Should any entry include an image, skip the image and copy the entry exactly.

-------

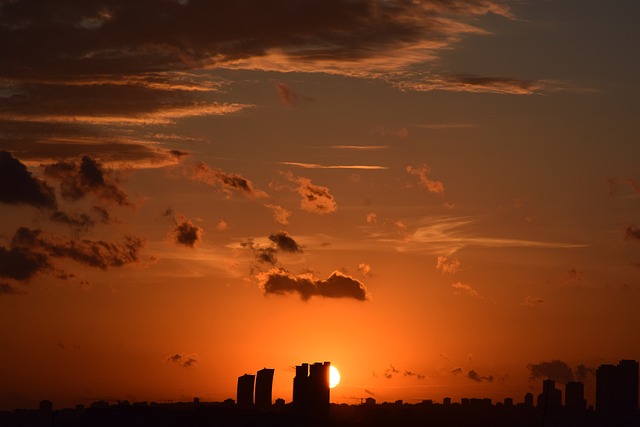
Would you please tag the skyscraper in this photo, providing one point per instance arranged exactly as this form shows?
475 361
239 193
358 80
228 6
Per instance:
244 395
264 384
617 392
574 396
311 393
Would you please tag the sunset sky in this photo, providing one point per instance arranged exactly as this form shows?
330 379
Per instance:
442 198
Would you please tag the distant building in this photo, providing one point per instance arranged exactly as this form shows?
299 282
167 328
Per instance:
617 392
311 393
244 396
574 396
264 385
551 397
528 400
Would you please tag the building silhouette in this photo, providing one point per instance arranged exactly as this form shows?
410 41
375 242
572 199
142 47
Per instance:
311 393
617 393
264 385
244 395
574 396
551 397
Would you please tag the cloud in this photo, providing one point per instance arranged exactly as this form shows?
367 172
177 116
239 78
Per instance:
360 147
632 233
280 214
264 255
318 166
186 233
464 288
315 198
532 301
365 269
474 376
556 370
287 95
18 186
227 182
446 266
279 242
338 285
80 222
78 179
422 173
183 360
34 244
284 242
346 37
7 289
21 263
474 84
615 184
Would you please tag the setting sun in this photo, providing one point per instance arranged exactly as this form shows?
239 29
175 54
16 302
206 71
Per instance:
334 376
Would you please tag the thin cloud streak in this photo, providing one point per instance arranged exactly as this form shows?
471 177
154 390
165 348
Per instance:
317 166
447 235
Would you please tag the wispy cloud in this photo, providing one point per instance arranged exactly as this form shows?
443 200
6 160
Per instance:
360 147
315 198
318 166
422 172
449 234
227 182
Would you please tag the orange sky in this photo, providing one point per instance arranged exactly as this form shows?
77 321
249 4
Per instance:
440 198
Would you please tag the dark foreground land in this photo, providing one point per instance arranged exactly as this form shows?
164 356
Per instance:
392 414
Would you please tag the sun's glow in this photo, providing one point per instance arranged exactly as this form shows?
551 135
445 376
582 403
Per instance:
334 376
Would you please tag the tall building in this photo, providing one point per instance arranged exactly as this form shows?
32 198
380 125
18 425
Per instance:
264 385
617 392
300 388
311 393
244 395
551 397
574 396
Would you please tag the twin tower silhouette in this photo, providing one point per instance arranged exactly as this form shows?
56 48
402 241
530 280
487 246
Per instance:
311 392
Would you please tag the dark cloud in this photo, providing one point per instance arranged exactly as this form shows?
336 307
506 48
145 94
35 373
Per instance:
183 360
18 186
78 179
21 263
338 285
315 198
556 370
632 233
287 95
227 182
532 301
186 233
181 35
265 255
280 242
80 222
474 376
93 253
7 289
284 242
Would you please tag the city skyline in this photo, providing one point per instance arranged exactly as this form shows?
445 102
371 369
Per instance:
442 198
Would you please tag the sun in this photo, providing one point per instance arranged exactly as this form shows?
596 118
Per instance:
334 376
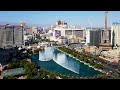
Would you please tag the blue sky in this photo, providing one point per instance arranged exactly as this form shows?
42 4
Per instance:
82 18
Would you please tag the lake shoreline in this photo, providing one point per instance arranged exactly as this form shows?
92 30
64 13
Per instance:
82 62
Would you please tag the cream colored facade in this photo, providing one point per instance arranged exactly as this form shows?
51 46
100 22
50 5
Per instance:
115 29
74 35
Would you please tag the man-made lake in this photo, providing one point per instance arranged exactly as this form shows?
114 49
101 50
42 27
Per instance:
59 62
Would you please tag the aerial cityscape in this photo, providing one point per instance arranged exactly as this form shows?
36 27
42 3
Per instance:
59 45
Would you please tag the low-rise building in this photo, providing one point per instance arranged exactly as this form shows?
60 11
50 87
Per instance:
111 55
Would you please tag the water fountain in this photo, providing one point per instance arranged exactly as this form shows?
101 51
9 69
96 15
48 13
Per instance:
46 55
63 61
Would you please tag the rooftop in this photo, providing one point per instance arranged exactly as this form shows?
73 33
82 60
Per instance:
116 23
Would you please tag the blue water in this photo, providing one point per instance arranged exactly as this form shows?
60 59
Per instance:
62 63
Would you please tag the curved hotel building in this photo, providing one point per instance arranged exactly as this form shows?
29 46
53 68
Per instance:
63 33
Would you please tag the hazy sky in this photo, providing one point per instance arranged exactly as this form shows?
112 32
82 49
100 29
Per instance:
83 18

-------

=== ANSWER FOR THE TASK ===
Would you please tag the skyscraper in this photo, providing one point per instance arranged exactly as this form shows?
475 361
239 193
358 80
228 6
Per instance:
244 395
264 384
617 392
574 396
311 393
Would you please tag the sunset sky in this photo, providing one point per instance arranged exactly as this form shows?
330 379
Per instance:
442 198
Would you please tag the distant building in this photo, providing one point per instance arranged exactly as this form shows?
299 282
167 328
Per instance:
617 392
311 393
244 396
574 396
264 385
551 397
528 400
Would you please tag the building silhouette in this photo, providing one point per instance arranged exactly as this form shows?
410 41
375 242
572 199
142 47
Per instance:
311 393
617 393
264 385
244 395
574 396
551 397
Would you please tag the cloud in this photo, providing one point per instance arranged exactly as this form shows?
367 172
177 116
239 78
Per instance:
360 147
632 233
280 214
264 255
318 166
186 233
464 288
315 198
532 301
365 269
474 376
556 370
287 95
18 186
227 182
446 266
279 242
338 285
80 222
78 179
422 173
183 360
34 244
284 242
346 37
7 289
21 263
474 84
615 184
Would you please tag the setting sun in this photo, providing one point per instance arranged exactly as this form shows?
239 29
175 54
16 302
206 71
Per instance:
334 376
Would you please tag the thin cloud streak in this photo, providing one point per instance arranged exactly as this form shows?
471 177
154 390
165 348
Per instance:
317 166
447 235
Would you please tag the wispy cloud in this photo, providing one point per instance arranged exactly as this form shows?
443 200
6 160
Per instance:
360 147
315 198
318 166
422 172
449 234
227 182
Would you please tag the orange sky in this photo, providing one point per instance arranged exactly as this form shows?
77 321
249 4
Per instance:
440 198
Would you please tag the dark foreground land in this photo, providing one point per instance arranged exactly as this form shows?
164 356
Per instance:
392 414
Would you please tag the sun's glow in this photo, providing one point per instance arranged exactly as this form shows?
551 135
445 376
582 403
Per instance:
334 376
Would you please tag the tall building in this photo, providing one point per instance arranged exactly as this form shows?
32 198
380 125
18 425
Per instance:
264 385
617 392
300 388
311 393
244 395
551 397
574 396
Would you please tag the twin tower silhouette in this photo, providing one point per instance arranged exactly as this form shows?
56 48
402 241
530 280
487 246
Per instance:
311 392
Would you please tag the dark cloud in this photo, providing one point per instance arranged exactly as this form shows?
336 307
506 48
145 94
35 373
Per instance:
183 360
18 186
78 179
21 263
338 285
315 198
556 370
632 233
287 95
227 182
532 301
186 233
181 35
265 255
280 242
80 222
474 376
93 253
7 289
284 242
Would you please tag the city skyline in this photo, providing one point per instance arranged exactly as this form shows?
445 102
371 369
Per instance:
442 198
Would you please tag the sun in this photo, providing one point per instance arranged exactly as this form shows?
596 118
Per instance:
334 376
Would you please tag the blue sky in this photo, providing one point per instance arranged exactly as this form shows?
42 4
Per instance:
82 18
Would you please tag the lake shoreline in this photo, providing one point per instance arranged exactly as this form shows?
92 30
64 13
Per instance:
82 62
Would you please tag the cream colored facade in this photo, providing one point per instance arranged exactly as this form shows?
51 46
100 22
50 5
Per instance:
115 29
74 35
Would you please tag the man-made lake in this photo, providing one point per instance arranged exactly as this form shows?
114 49
101 50
42 27
Per instance:
59 62
Would you please tag the aerial cityscape in this photo, providing one point per instance arranged exactly as this form shows?
36 27
42 3
Per instance:
59 45
Would you please tag the low-rise building in this photo, providing one point per instance arranged exactly as this form shows?
60 11
50 87
Per instance:
111 55
Would you please tag the water fountain in this photo, providing one point per instance arranged exactly as this form shows?
101 51
9 69
96 15
48 13
Per instance:
46 55
63 61
Would you please tag the rooftop in this photo, providing one point per instance arranged exactly as this form shows?
73 33
82 60
Per instance:
116 23
Would you please tag the blue water in this photo, providing one point per instance arranged exactly as this form shows?
60 59
Per instance:
62 63
Would you please tag the curved hotel building in this photo, providing one point per instance arranged exactly as this form shows?
29 46
53 68
Per instance:
63 33
Would you please tag the hazy sky in this photo, providing one point per instance arranged exactly as this form shows?
112 32
82 49
100 29
Per instance:
83 18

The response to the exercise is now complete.